→ Document text
___
That’s a lie. The forecasts of a red wave were obviously wrong. I said the polls were accurate, and everyone who knows anything about politics agrees that the polls were very accurate. You are obviously someone who knows nothing about politics.
16. November 2022 at 03:28
Scott—now I am not only an idiot but a liar.
I will check your comment. We may be talking about different things ——and I was not talking about pols and their dumbass red wave. I was and am specifically discussing the two polls I follow most—Nate Silver and RealClearPolitics.
As far as “knowing nothing about politics”——I have literally follo
16. November 2022 at 04:52
PS—-continuation.——I know more about politics than you know about monetary policy.
I grew up in a political family. I studied political science with a BA, MA, and M.Phil (Hobart, William and Mary, Columbia). I was elected to the student Senate as an undergrad.
___
→ Supplied records
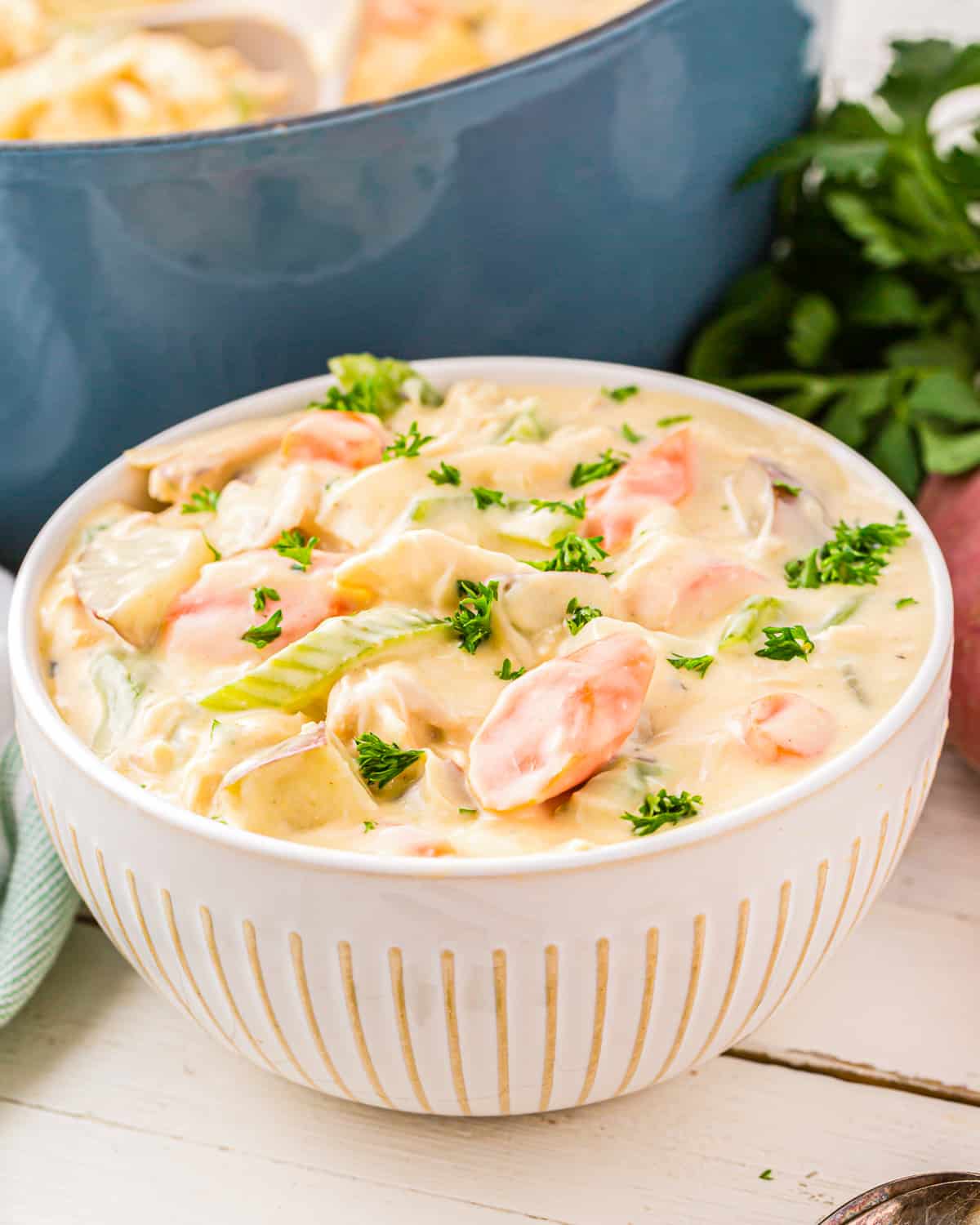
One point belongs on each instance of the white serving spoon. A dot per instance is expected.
(309, 42)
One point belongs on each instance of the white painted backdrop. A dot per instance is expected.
(115, 1111)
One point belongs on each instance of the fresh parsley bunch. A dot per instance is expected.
(866, 318)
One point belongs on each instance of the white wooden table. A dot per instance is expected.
(115, 1110)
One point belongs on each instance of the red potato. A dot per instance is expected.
(206, 621)
(952, 509)
(355, 440)
(560, 723)
(666, 472)
(786, 725)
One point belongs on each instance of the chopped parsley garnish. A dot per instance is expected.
(662, 808)
(203, 501)
(575, 553)
(855, 555)
(576, 509)
(445, 474)
(786, 642)
(620, 394)
(698, 664)
(485, 497)
(262, 635)
(407, 446)
(472, 619)
(261, 595)
(578, 615)
(374, 385)
(298, 546)
(608, 463)
(379, 764)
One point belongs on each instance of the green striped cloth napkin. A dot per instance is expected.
(37, 901)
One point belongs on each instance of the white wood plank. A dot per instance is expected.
(159, 1111)
(58, 1169)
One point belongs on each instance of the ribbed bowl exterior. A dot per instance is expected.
(490, 995)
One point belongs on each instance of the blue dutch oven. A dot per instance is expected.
(575, 203)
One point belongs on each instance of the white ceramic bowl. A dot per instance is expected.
(484, 987)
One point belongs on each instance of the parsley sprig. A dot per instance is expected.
(262, 635)
(698, 664)
(576, 509)
(855, 555)
(865, 318)
(786, 642)
(472, 619)
(662, 808)
(577, 615)
(298, 546)
(261, 595)
(407, 446)
(367, 384)
(608, 463)
(575, 553)
(380, 764)
(203, 501)
(445, 474)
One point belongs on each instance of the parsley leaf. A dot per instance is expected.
(578, 615)
(203, 501)
(262, 635)
(379, 762)
(472, 619)
(855, 555)
(261, 595)
(864, 318)
(298, 546)
(698, 664)
(485, 497)
(367, 384)
(445, 474)
(662, 808)
(407, 446)
(576, 509)
(575, 553)
(608, 463)
(786, 642)
(620, 394)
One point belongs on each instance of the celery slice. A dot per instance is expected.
(747, 620)
(305, 670)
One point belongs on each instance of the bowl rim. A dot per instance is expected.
(49, 546)
(578, 44)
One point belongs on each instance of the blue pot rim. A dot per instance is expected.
(571, 47)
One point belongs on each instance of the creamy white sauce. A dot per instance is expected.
(140, 624)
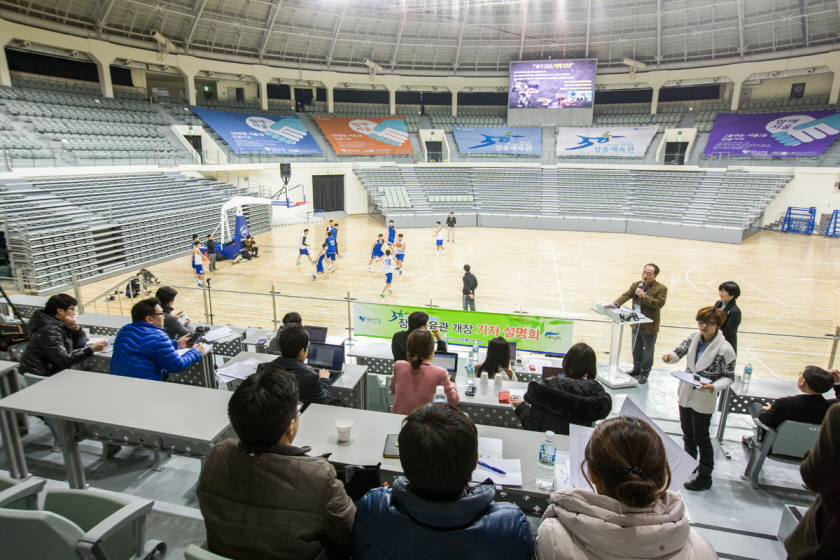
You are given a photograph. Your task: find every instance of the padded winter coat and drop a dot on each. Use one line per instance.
(53, 347)
(557, 402)
(144, 351)
(396, 523)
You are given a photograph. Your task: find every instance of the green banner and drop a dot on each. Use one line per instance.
(531, 333)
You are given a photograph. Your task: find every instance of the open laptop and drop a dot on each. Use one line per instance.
(316, 334)
(327, 356)
(448, 361)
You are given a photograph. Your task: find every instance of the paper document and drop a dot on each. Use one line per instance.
(690, 378)
(578, 438)
(511, 467)
(489, 448)
(681, 463)
(217, 334)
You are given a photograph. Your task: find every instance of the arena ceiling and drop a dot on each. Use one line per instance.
(452, 37)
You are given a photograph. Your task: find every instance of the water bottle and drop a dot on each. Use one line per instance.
(747, 374)
(545, 463)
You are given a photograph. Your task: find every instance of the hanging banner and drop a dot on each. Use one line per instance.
(605, 141)
(270, 134)
(368, 136)
(531, 333)
(790, 134)
(497, 139)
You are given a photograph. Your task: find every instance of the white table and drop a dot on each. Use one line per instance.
(163, 417)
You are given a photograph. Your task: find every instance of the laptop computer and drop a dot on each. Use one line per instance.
(552, 372)
(448, 361)
(316, 334)
(327, 356)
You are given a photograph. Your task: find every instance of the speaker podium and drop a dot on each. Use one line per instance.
(612, 376)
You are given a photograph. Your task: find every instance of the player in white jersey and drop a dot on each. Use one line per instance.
(303, 247)
(387, 270)
(438, 235)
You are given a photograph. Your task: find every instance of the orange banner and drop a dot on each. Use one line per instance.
(366, 136)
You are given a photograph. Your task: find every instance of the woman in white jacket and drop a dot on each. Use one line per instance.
(632, 515)
(708, 355)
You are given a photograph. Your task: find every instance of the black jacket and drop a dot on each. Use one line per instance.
(53, 347)
(733, 321)
(400, 339)
(557, 402)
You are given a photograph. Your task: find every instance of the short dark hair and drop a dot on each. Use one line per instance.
(580, 362)
(59, 301)
(417, 320)
(166, 294)
(731, 288)
(292, 317)
(263, 405)
(292, 339)
(144, 308)
(818, 380)
(430, 433)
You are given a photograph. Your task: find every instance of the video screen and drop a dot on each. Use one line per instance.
(552, 84)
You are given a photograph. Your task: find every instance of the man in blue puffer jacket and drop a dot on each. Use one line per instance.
(431, 512)
(143, 350)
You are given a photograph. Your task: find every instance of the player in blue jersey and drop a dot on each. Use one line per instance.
(376, 249)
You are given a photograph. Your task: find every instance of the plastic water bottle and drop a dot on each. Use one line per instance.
(747, 374)
(545, 463)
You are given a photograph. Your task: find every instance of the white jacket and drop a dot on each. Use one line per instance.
(583, 525)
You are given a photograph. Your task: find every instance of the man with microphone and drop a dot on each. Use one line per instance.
(648, 298)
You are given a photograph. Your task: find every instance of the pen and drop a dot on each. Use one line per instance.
(494, 469)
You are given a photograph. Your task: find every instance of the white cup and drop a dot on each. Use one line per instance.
(343, 426)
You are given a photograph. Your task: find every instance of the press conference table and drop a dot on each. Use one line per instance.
(370, 429)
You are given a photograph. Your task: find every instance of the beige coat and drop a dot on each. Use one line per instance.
(582, 525)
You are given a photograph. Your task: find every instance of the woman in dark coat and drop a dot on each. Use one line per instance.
(575, 398)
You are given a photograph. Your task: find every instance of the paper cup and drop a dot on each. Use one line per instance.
(343, 427)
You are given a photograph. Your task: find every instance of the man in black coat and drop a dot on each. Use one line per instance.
(58, 342)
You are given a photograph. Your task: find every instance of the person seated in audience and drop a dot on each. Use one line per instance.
(143, 350)
(809, 407)
(497, 361)
(58, 342)
(432, 511)
(314, 387)
(264, 497)
(414, 381)
(172, 323)
(273, 346)
(575, 398)
(417, 320)
(631, 513)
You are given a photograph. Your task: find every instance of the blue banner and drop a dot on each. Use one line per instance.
(270, 134)
(497, 139)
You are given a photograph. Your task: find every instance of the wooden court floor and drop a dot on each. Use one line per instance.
(790, 283)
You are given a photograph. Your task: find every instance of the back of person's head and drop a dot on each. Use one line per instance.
(580, 362)
(711, 314)
(263, 405)
(59, 301)
(498, 356)
(420, 346)
(166, 295)
(818, 380)
(292, 317)
(144, 308)
(625, 460)
(417, 320)
(438, 451)
(292, 339)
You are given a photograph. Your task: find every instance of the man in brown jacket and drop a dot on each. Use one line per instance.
(262, 497)
(649, 295)
(817, 537)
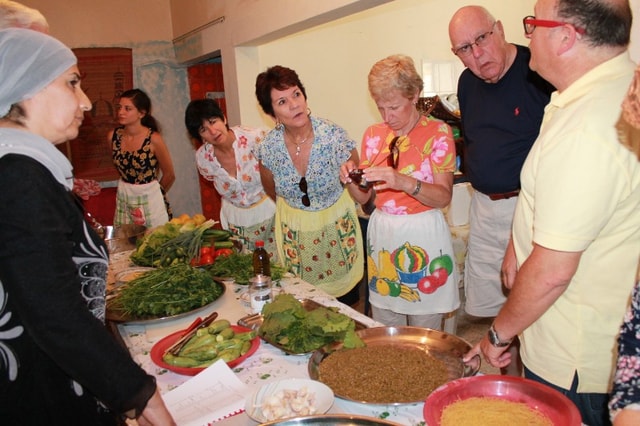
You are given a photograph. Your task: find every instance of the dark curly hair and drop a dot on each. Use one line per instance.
(198, 111)
(279, 78)
(142, 102)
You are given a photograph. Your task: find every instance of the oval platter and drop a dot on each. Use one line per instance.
(445, 347)
(158, 350)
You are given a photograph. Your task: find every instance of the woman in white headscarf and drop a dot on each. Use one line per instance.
(58, 363)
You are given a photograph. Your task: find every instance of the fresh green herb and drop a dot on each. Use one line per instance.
(173, 243)
(167, 292)
(287, 323)
(240, 267)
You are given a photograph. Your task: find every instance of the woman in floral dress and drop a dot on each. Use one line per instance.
(410, 159)
(317, 230)
(143, 162)
(226, 159)
(624, 405)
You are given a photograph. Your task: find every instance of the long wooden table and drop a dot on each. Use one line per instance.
(267, 363)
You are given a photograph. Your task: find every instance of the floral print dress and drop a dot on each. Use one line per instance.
(626, 384)
(246, 210)
(410, 254)
(320, 243)
(136, 168)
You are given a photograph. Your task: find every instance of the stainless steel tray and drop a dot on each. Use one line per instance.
(335, 419)
(254, 321)
(443, 346)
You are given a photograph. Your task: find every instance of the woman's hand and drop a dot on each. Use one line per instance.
(155, 413)
(386, 178)
(345, 169)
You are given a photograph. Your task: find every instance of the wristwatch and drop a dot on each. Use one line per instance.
(494, 339)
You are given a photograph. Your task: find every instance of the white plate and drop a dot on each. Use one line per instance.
(323, 396)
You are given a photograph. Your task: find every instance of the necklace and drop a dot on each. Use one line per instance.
(302, 142)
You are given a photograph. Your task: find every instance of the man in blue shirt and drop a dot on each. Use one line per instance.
(501, 103)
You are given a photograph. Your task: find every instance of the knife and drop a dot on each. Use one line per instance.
(189, 333)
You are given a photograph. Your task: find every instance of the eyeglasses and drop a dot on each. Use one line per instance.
(530, 23)
(481, 41)
(394, 153)
(303, 187)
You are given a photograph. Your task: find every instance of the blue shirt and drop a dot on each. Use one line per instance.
(332, 146)
(500, 121)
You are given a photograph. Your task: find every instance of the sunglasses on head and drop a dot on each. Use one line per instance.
(394, 153)
(303, 187)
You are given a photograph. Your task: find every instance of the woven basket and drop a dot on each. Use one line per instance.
(432, 106)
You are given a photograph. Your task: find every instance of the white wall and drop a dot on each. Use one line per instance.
(82, 23)
(330, 43)
(333, 60)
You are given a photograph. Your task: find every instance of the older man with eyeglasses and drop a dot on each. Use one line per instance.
(576, 228)
(501, 103)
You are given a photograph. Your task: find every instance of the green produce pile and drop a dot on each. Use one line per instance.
(166, 292)
(218, 341)
(240, 267)
(175, 243)
(287, 323)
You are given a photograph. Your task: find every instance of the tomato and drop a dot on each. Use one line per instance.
(223, 252)
(206, 259)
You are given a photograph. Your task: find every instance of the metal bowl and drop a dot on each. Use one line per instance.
(557, 407)
(121, 238)
(443, 346)
(331, 420)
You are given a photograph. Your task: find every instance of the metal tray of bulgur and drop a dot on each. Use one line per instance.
(254, 321)
(446, 348)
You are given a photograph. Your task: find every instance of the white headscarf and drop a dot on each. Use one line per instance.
(29, 62)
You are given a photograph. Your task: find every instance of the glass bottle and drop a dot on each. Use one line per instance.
(261, 261)
(259, 292)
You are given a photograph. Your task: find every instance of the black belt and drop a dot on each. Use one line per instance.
(503, 195)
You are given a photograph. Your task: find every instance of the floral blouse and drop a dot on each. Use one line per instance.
(135, 167)
(332, 146)
(245, 189)
(626, 384)
(427, 149)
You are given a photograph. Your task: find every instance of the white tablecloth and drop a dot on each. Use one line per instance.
(267, 363)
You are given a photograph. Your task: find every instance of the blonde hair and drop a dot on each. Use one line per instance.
(395, 72)
(628, 125)
(17, 15)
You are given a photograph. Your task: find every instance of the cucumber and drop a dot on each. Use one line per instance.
(218, 325)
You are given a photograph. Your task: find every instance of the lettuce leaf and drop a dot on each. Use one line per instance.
(287, 323)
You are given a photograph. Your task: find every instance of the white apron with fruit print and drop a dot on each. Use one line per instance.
(410, 263)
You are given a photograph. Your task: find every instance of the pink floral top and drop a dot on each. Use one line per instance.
(428, 149)
(245, 189)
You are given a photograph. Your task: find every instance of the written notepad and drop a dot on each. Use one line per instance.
(210, 396)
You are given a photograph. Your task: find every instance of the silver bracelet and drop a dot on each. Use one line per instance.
(418, 187)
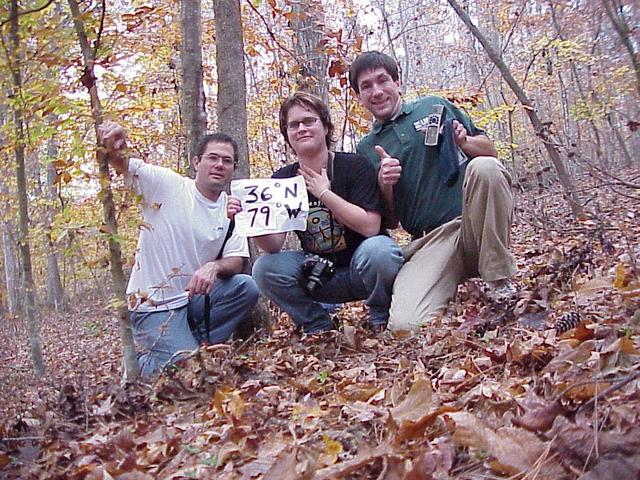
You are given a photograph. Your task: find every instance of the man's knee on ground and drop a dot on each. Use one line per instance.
(248, 287)
(263, 266)
(381, 250)
(487, 169)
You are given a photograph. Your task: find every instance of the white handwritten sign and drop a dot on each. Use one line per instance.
(271, 205)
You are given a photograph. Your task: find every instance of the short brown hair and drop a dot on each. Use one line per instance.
(311, 102)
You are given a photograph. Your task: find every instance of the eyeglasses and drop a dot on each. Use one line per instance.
___
→ Exercise requirements
In the comment thread, which two polls does the reply addressed to Scott name as the ones followed most?

→ Written response
Nate Silver and RealClearPolitics.